WHAT THE TASK ASKS: Count how many lines in the listing below contain the string "skirt", with uppercase and lowercase letters treated as distinct. Reply with the number alone.

━━━ ENTRIES SHOWN ━━━

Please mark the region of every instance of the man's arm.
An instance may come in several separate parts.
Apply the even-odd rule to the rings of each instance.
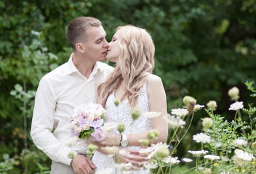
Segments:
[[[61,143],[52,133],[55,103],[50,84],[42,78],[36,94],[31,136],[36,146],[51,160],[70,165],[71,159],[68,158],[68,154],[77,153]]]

━━━
━━━ ENTRIES SHOWN ━━━

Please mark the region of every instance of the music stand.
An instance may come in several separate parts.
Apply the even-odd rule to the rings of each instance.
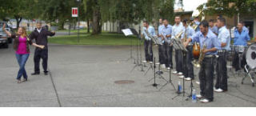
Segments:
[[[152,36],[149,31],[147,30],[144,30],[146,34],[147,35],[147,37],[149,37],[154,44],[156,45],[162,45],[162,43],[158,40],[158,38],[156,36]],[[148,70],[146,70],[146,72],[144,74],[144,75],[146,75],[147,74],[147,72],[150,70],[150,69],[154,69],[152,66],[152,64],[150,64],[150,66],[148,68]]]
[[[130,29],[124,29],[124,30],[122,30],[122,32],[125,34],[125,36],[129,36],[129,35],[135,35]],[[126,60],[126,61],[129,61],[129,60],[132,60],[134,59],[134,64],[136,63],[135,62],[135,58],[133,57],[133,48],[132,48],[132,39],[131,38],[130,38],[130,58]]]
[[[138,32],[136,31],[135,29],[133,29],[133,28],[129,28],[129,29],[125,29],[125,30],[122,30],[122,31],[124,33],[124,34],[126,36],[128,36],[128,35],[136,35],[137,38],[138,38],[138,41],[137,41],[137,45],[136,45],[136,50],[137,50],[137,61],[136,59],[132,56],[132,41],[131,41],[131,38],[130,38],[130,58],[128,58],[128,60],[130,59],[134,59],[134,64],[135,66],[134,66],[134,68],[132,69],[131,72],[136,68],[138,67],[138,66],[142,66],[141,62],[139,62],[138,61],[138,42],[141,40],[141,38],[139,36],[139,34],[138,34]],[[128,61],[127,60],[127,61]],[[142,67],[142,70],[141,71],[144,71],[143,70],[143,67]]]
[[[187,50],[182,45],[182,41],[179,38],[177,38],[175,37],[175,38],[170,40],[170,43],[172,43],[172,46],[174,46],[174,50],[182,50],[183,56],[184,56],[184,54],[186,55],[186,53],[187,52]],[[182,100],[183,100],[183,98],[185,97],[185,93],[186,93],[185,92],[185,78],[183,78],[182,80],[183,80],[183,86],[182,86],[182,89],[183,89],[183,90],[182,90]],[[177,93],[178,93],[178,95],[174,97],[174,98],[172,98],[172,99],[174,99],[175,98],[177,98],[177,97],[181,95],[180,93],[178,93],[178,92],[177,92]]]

━━━
━━━ ENTRIES SHOWN ━━━

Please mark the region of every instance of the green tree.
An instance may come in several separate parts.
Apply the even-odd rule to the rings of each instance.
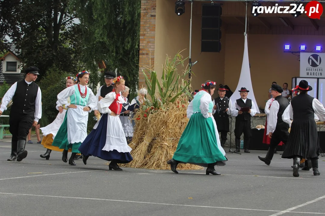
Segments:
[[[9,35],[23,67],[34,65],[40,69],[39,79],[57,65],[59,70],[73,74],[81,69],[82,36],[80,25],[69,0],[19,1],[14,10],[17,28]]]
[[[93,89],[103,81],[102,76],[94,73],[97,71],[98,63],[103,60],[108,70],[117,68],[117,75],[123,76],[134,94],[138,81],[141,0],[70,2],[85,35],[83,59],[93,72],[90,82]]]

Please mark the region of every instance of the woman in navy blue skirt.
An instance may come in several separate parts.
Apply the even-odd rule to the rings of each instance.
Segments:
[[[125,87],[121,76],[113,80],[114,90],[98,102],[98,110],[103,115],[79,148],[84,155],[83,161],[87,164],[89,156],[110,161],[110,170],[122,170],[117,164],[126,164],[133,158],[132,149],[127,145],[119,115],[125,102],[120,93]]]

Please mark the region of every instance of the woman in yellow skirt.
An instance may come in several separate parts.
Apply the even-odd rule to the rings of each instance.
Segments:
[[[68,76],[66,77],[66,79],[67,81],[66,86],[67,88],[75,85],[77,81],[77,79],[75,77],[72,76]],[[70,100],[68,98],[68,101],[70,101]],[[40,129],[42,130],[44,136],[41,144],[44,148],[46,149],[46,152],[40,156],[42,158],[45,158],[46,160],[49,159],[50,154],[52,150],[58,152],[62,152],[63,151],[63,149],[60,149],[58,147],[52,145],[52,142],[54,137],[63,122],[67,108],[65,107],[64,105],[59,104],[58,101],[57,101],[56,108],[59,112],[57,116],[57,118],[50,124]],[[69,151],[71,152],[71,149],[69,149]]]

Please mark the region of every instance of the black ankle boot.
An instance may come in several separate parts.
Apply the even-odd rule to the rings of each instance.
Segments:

━━━

ANSWER TO THE EXERCISE: 2